WHAT YOU NEED TO DO:
Reproduce the data that follows precisely.

(Stored data entries)
++++++++
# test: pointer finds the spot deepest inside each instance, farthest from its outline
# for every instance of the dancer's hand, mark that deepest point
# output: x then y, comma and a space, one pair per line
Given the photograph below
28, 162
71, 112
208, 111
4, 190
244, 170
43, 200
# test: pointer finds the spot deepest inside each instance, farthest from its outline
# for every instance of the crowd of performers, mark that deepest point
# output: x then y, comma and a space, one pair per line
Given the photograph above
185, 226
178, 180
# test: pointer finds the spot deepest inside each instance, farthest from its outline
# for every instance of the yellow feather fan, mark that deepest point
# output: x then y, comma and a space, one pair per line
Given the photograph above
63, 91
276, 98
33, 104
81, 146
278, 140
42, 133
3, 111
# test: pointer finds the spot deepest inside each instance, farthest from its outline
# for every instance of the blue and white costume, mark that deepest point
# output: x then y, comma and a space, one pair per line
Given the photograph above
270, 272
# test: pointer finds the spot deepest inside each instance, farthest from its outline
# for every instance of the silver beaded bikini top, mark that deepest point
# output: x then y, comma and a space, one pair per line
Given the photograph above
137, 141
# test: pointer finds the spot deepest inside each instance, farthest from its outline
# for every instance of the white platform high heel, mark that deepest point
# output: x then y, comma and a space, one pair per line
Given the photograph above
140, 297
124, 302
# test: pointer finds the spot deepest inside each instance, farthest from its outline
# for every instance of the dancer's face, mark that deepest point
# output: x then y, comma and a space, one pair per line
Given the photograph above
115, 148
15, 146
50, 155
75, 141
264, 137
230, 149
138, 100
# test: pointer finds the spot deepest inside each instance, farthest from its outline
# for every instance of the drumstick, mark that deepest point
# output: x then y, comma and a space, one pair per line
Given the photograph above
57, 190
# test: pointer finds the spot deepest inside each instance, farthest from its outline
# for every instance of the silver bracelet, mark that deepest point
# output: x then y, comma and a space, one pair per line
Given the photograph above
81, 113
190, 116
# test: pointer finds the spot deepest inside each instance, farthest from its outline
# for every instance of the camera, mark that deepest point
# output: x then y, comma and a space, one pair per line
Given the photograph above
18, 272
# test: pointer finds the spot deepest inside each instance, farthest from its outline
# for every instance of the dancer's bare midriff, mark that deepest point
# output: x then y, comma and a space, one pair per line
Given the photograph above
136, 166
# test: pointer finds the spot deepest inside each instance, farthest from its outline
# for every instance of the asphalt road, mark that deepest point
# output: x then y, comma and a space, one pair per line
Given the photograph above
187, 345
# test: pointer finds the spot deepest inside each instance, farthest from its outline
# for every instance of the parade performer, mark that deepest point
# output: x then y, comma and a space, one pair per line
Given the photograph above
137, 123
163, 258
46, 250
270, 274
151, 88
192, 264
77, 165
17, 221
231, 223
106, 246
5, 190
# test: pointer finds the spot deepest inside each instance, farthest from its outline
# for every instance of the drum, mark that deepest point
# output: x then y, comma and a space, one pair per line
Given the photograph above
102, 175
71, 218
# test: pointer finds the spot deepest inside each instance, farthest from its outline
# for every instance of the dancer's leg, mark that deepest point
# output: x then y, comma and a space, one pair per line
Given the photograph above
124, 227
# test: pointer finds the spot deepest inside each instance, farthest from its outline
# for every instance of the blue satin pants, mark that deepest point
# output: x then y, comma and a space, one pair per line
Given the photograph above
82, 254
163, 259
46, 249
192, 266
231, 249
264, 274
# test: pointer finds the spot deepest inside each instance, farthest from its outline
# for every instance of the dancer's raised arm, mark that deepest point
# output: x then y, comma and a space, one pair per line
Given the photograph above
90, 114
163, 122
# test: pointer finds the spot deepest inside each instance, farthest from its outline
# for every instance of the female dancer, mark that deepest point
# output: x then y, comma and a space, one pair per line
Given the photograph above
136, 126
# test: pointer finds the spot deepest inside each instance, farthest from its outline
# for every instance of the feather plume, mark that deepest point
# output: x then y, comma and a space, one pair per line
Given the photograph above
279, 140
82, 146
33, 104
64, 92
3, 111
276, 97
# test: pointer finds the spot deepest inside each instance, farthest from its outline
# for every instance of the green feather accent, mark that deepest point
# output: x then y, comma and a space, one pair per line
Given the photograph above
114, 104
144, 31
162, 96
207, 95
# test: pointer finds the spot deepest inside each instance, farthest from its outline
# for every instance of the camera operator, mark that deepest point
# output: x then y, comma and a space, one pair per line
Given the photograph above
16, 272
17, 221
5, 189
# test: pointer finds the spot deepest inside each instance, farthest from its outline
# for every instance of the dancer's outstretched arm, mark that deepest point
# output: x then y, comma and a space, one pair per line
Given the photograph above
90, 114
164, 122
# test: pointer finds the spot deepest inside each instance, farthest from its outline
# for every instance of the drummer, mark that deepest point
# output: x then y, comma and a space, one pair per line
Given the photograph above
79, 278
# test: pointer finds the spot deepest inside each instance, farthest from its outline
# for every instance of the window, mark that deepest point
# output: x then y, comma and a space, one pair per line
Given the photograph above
++++++++
WRITTEN RESPONSE:
# test: pointer finds the spot deepest inside each instance, farthest from its outline
# for every instance of the dancer's hand, mark that deepest point
# output: x then y, comma and a space, one pair per line
Given the photograph below
28, 162
71, 112
208, 111
4, 190
244, 170
43, 200
# test: pointer finds the spot deepest inside each instance, farthest from its outline
# for every instance of the crowd of performers, mark that deepest point
# output: x then y, comma and a space, one pair per line
Given the photograph above
185, 226
178, 180
# test: pointer finds the spot deepest inside each instance, farthest from its outline
# for every instance of the yellow feather fan, mark that deepest point
# output: x then y, comma and a space, one pair per line
Given the photograph above
63, 91
276, 98
33, 104
81, 146
278, 140
42, 133
3, 111
# test: pointer finds the spot deepest inside each instance, farthest from its outline
# for every instance of the blue and white costume, mark that deepest point
# output: x then y, comma and a space, one pair per line
Given the photograph above
270, 272
# test: pointer finds the spot deepest inside each instance, farthest from its outline
# for every instance of the silver beaded bikini top, mark that deepest point
# output: x then y, comma and a space, one pair per line
Given the photograph above
137, 141
# test: pointer finds the spot deepest inside each instance, farthest from its outline
# for every instance of the white platform high heel, mark that deepest point
# output: x then y, comma and a space, one pair per line
Given the photograph above
140, 297
124, 302
# test: pointer finds the spot deepest inside each instance, farthest from its outline
# for every instance of the dancer's face, mark that deepest point
# output: x then y, comma and a space, one pair per line
Given the photograph above
115, 148
15, 146
50, 155
75, 141
264, 137
230, 149
138, 100
# test: pointer finds the spot deepest inside each instance, farthest from its outline
# for every instance of the drumstick, mark that deepest point
# output: x then y, comma and a space, one pair per line
Given the photograph above
57, 190
# test: pointer finds the spot deepest inside each instance, farthest from its outline
# for every instance of the silver bracelet, mark that deepest point
# output: x then y, comma and a space, one pair per line
Given the photograph above
81, 113
190, 116
# test: pointer finds the spot deepest inside each instance, farthest from its outline
# for every instance of the camera, mark that deepest point
# output: x then y, comma and a space, one pair per line
Given the photograph above
18, 272
# test: pointer finds the spot deepest inside each instance, farthest from its outline
# for every instance of the dancer's bare midriff, mark that deepest point
# output: x then y, comma and a space, one pair per line
Given the photograph above
136, 166
# test: pointer finds the spot deepest inside each instance, farthest from its outline
# for every instance of the asphalt road, mark that deepest point
# output: x then y, comma and a space, one pair per line
Given the photograph above
187, 345
# test: pointer finds the spot deepest inside each instance, farthest from its outline
# for every instance of the parade performer, mark that deepest point
# output: x then y, comma and a space, one pair per line
Given the photograph above
137, 123
163, 258
46, 250
270, 274
151, 88
192, 264
77, 165
17, 221
231, 223
106, 246
5, 190
# test: pointer finds the spot deepest inside each instance, farthest from its outline
# for every instance of the drum, mark that deepest point
# output: x then y, comma and a space, one pair per line
Given the photograph above
102, 175
71, 218
# test: pointer finds the spot deepest inside each instance, farthest from its outline
# for every instance of the dancer's leg, mark that deepest point
# output: x then y, comma and a space, one pair per line
Given the photograph above
124, 227
# test: pointer finds the spot deepest inside each instance, farthest from its outline
# for every instance of the blue satin pants, mark that deepest point
# output: x then y, comma and a space, one pair per line
Given the photograph above
82, 254
163, 259
46, 249
192, 266
231, 249
264, 274
# test: pointer finds the spot deepest inside each instance, farthest from its outline
# for every instance of the dancer's raised arm, mark that deepest point
# output: x then y, comma and a space, one pair per line
Given the photograph above
90, 114
163, 122
# test: pointer finds the spot deepest inside each instance, farthest from its outline
# for every instance of the female dancer, mark that deepest point
# output: x then y, comma and a space, one pair per line
Given the photograph above
136, 126
# test: pointer finds the spot deepest inside each instance, farthest from its outline
# for every instance of the feather plume, mark that deepest point
# output: x then y, comma and a space, one pair per line
Given the photograph above
279, 140
82, 146
33, 104
64, 92
3, 111
276, 97
# test: pointer finds the spot deepest inside each instance, farthest from its outline
# for every instance of the green feather accent, mark that deepest point
# output: x then y, comma and a space, one pair per line
Given the photograph above
114, 104
144, 31
162, 96
207, 95
# test: pointer finds the spot deepest inside each instance, farthest from its outline
# for every instance of the camera operator, mark that deepest point
# output: x then y, comma and a space, one pair per line
Given the photograph above
16, 272
17, 221
5, 189
# test: pointer finds the spot deepest inside each instance, farthest from its outline
# for every instance of the dancer's outstretched arm, mark that deepest point
# output: x then y, comma and a space, one pair per line
Given the photograph above
90, 114
164, 122
# test: pointer finds the spot deepest inside each instance, farthest from its outline
# for every instance of the drummer, mark that deepest point
# output: x then y, comma and a space, one pair per line
Given the photograph above
79, 278
# test: pointer finds the spot deepest inside each instance, farthest from its outline
# for every instance of the window, mark that deepest point
# output: x then y, comma and a space, one pair per line
Given the photograph above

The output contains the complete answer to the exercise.